• **PROBLEM TO WORK ON**
What you give back must match the records below word for word.

• **DATA TO PROCESS**
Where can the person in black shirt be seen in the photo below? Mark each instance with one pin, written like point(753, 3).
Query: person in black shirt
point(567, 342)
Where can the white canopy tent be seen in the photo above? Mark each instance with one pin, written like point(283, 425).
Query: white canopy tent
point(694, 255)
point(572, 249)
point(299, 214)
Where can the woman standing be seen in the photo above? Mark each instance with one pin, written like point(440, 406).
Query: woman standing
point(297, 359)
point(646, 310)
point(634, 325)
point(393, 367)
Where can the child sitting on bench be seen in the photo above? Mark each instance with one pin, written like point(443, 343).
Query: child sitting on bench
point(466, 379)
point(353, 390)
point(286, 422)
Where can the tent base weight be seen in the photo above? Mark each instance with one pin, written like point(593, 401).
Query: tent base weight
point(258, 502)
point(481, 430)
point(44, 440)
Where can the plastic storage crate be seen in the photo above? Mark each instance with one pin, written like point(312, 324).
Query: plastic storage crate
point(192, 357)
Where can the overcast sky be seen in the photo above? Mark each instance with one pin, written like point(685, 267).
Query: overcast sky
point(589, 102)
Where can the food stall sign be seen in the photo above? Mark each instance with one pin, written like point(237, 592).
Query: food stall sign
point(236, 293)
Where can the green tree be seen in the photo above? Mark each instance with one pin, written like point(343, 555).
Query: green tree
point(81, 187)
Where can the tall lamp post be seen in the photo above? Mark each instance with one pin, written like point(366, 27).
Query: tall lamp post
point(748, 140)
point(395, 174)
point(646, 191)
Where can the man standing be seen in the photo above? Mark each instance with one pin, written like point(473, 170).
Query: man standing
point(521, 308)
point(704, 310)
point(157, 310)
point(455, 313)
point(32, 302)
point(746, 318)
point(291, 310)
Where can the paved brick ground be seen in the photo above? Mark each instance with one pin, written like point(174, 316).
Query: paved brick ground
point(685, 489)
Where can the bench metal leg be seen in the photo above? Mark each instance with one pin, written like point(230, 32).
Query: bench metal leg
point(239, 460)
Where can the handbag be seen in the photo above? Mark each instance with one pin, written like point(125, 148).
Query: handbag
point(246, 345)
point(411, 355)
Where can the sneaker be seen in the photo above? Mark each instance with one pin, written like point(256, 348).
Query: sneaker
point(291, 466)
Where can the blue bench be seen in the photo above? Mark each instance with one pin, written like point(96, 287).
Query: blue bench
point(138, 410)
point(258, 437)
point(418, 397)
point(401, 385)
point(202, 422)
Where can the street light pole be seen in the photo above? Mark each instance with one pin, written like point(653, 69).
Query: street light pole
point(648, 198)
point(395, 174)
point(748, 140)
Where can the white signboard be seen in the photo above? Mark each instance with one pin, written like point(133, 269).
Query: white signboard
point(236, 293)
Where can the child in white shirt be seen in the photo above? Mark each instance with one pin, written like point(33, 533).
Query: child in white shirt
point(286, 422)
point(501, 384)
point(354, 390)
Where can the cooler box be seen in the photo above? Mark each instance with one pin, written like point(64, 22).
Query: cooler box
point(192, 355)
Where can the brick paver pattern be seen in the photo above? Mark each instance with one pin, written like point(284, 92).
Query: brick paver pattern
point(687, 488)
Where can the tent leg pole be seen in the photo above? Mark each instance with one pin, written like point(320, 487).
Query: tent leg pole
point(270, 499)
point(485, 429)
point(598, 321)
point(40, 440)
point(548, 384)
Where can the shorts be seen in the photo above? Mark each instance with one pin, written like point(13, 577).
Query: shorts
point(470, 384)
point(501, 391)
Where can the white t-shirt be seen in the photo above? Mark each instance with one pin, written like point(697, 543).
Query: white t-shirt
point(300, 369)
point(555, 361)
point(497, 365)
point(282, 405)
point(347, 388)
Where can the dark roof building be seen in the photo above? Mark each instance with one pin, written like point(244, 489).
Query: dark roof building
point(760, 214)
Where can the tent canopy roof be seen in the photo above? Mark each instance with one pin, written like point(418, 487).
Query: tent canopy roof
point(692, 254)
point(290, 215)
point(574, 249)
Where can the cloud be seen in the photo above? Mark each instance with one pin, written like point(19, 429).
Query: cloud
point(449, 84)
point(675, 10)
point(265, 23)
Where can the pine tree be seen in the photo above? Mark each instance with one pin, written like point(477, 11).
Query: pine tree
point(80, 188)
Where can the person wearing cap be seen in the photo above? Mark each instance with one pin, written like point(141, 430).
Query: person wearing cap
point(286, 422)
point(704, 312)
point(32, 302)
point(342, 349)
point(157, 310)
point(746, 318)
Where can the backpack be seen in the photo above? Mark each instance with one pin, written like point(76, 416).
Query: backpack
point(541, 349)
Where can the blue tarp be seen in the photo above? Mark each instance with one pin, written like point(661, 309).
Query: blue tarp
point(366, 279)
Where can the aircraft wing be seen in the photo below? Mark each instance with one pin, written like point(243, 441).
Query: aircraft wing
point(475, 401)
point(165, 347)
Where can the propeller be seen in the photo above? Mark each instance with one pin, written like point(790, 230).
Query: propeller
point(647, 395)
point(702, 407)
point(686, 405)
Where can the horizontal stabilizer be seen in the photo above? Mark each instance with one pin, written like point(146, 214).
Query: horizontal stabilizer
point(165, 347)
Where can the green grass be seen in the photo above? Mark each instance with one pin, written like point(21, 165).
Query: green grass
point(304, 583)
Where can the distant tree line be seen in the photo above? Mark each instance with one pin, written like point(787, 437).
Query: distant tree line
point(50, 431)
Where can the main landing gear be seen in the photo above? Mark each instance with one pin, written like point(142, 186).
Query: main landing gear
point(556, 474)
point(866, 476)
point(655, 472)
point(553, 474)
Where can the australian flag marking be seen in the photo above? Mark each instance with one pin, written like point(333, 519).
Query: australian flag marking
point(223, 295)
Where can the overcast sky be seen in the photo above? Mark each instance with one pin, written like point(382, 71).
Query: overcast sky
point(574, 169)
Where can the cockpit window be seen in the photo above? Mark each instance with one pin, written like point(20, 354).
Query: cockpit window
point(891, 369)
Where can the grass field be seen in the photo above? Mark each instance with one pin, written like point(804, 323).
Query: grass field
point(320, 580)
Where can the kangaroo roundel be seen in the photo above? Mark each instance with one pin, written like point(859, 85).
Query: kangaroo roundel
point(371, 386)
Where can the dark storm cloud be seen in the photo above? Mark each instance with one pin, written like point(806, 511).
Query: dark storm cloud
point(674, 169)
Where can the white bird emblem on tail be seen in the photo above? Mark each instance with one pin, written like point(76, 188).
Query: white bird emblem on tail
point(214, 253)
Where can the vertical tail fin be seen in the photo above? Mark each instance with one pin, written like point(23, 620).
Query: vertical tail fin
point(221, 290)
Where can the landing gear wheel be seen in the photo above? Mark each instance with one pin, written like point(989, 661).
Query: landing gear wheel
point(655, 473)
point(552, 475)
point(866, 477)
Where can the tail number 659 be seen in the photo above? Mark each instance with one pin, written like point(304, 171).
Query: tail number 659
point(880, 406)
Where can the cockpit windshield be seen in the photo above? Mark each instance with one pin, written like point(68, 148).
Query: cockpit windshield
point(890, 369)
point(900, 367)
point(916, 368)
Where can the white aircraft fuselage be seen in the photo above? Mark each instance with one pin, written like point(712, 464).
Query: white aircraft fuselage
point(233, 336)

• **SOLUTION TO THE PROBLEM**
Where can the person in black shirt be seen in the photo below? Mark each instance with one pin, written like point(753, 3).
Query: person in black shirt
point(567, 342)
Where can the white canopy tent be seen in the photo above? Mark each instance with one pin, written like point(283, 425).
Query: white canopy tent
point(694, 255)
point(572, 249)
point(299, 214)
Where can the woman standing be seen in the photo above? Mark each instance with one pin, written like point(440, 406).
Query: woman standing
point(297, 359)
point(646, 310)
point(634, 325)
point(393, 367)
Where can the child sitting on bench be seen in the photo above? Mark each instance with one pin, written like point(443, 343).
Query: child sitting on bench
point(466, 379)
point(353, 390)
point(286, 422)
Where can the tent base weight be seen in the photo above? Mark each instance with one pin, written like point(593, 401).
Query: tent base weight
point(258, 502)
point(481, 430)
point(44, 440)
Where can the plastic storage crate be seen in the photo above? Mark each instance with one pin, written like point(312, 324).
Query: plastic storage crate
point(192, 357)
Where can the overcast sky be seen in the photo above? Mark each instance with one pin, written like point(685, 267).
Query: overcast sky
point(589, 102)
Where can the food stall sign be seen in the photo above? Mark each instance with one pin, written like point(237, 592).
Query: food stall sign
point(236, 293)
Where can the green tree be seen in the photo above? Mark each instance with one pin, written like point(343, 555).
Query: green tree
point(81, 187)
Where can the tall lamp post be seen in the photo above? Mark each instance with one pin, written like point(366, 27).
Query: tall lamp post
point(748, 140)
point(395, 174)
point(646, 191)
Where can the man standing be seen in the photo above? Mark each instance with one pin, written like point(473, 170).
Query: man standing
point(521, 308)
point(704, 310)
point(157, 310)
point(455, 313)
point(32, 302)
point(746, 318)
point(291, 310)
Where can the paved brick ground be seen in the photo above? Mark each instance with one pin, written like point(174, 316).
Query: paved brick ground
point(685, 489)
Where can the bench metal leg be seen in the photo above? Mark each instance with one pin, written like point(230, 32).
Query: bench metal leg
point(239, 460)
Where can the handbag be seen in the photo above? Mark each instance with one pin, written like point(125, 148).
Query: handbag
point(246, 345)
point(411, 355)
Where can the sneaker be seen in the photo above? Mark each instance with one pin, written like point(256, 348).
Query: sneaker
point(291, 466)
Where can the blue bench be seen in the photo above? Mark each instance with one pin, written like point(96, 287).
Query: blue bench
point(138, 410)
point(258, 437)
point(418, 397)
point(401, 385)
point(202, 422)
Where can the street light pole be seen in the photo above? Mark each instance with one pin, written like point(653, 69).
Query: street light pole
point(648, 198)
point(395, 174)
point(748, 140)
Where can the white signboard be seen in the photo above? Mark each instance with one pin, written like point(133, 269).
Query: white signboard
point(236, 293)
Where can the child in white shirt be seen in the photo above? Mark each instance with one pin, written like point(33, 533).
Query: child in white shirt
point(286, 422)
point(501, 384)
point(354, 390)
Where can the cooler box be seen in the photo above? Mark each instance with one pin, written like point(64, 22).
Query: cooler box
point(192, 355)
Where can the brick paver pattern be seen in the photo above? Mark each instance with one pin, written like point(284, 92).
Query: brick paver pattern
point(687, 488)
Where can the tent leg pole be seen in the photo above? Mark each instance with one pin, written like point(320, 487).
Query: tent leg pole
point(270, 499)
point(485, 429)
point(598, 321)
point(40, 440)
point(548, 384)
Where can the shorts be seen in the photo above? Mark each instance with one pin, written like point(13, 577).
Query: shorts
point(470, 384)
point(501, 391)
Where can the white t-shirt be seen in the photo above? Mark each instance with one pin, written like point(697, 543).
Query: white t-shirt
point(300, 369)
point(555, 361)
point(497, 365)
point(282, 405)
point(347, 388)
Where can the dark roof building be seen in the photo above? Mark each instance with one pin, written like point(244, 489).
Query: dark roof building
point(760, 214)
Where can the tent canopy roof be seen in the photo above? Mark each instance with one pin, written like point(418, 487).
Query: tent canopy roof
point(692, 254)
point(290, 215)
point(574, 249)
Where can the cloud be seen in the photo above? Mark each instance with one pin, written like point(19, 429).
Query: cloud
point(449, 84)
point(675, 10)
point(265, 23)
Where can the pine tree be seen in the photo above? Mark each instance with one pin, written like point(477, 11).
Query: pine tree
point(80, 188)
Where can the person wearing cap be seen in the photo above? Mark each instance with one pin, written like point(141, 430).
Query: person wearing cap
point(286, 422)
point(704, 312)
point(32, 302)
point(342, 349)
point(157, 310)
point(746, 318)
Where can the backpack be seen in the photo above? Mark each instance with one pin, written like point(76, 416).
Query: backpack
point(541, 349)
Where can the blue tarp be seen in the photo above? Mark each instance with one pin, written like point(661, 309).
Query: blue tarp
point(366, 279)
Where can the aircraft wing be seen in the photo below? Mark each instance with one pin, written like point(243, 441).
Query: aircraft wing
point(475, 401)
point(165, 347)
Where can the propeller be seen in the photo above? Mark each instance with one pin, written like point(790, 230).
Query: propeller
point(647, 395)
point(702, 407)
point(686, 405)
Where can the horizontal stabilizer be seen in the photo above? Mark each instance with one pin, written like point(146, 214).
Query: horizontal stabilizer
point(165, 347)
Where can the green grass be seen in the photo above? Mark each instance with one pin, written like point(21, 165).
Query: green grass
point(304, 583)
Where can the distant tree line be seen in the photo above? Mark each instance with one pin, written like point(787, 437).
Query: distant tree line
point(50, 431)
Where can the main landing gear be seen in the photo above? Mark each instance with one pin, written like point(142, 186).
Query: main landing gear
point(556, 474)
point(866, 476)
point(655, 472)
point(553, 474)
Where can the australian flag marking be seen in the photo above? Mark each instance with one pin, written like point(333, 519).
Query: australian flag marking
point(223, 295)
Where can the overcast sky be seen in the photo above? Mark each instance with one pin, written like point(382, 71).
Query: overcast sky
point(574, 169)
Where can the cockpit window be seen in the photo above? Mark each instance with one pin, written like point(20, 354).
Query: cockpit window
point(891, 369)
Where can the grass field be seen in the photo above? Mark each instance with one pin, written like point(804, 323).
Query: grass field
point(320, 580)
Where can the kangaroo roundel be seen in the photo above? Mark each instance with one pin, written like point(859, 85).
Query: kangaroo roundel
point(371, 386)
Where can the dark storm cloud be seen in the photo above? Mark each instance with one pin, written like point(806, 511).
Query: dark storm cloud
point(674, 169)
Where can the white bird emblem on tail be seen in the photo above? Mark each instance with one pin, written like point(76, 188).
Query: white bird emblem on tail
point(214, 253)
Where can the vertical tail fin be seen in the photo above? Mark each instance with one pin, written like point(23, 620).
Query: vertical tail fin
point(221, 290)
Where can the landing gear wheel be seen in the photo above? Mark each instance with one pin, written like point(989, 661).
Query: landing gear wheel
point(655, 473)
point(552, 475)
point(866, 477)
Where can the tail number 659 be seen in the photo above? Mark each instance with one pin, written like point(304, 171).
Query: tail number 659
point(880, 406)
Where can the cockpit windshield be seen in the photo above? Mark each instance with one pin, written like point(68, 148).
Query: cockpit windshield
point(890, 369)
point(900, 367)
point(916, 368)
Where can the white aircraft fuselage be seen in the photo above? Mark each instance with one pin, written like point(712, 464).
Query: white aircraft fuselage
point(233, 336)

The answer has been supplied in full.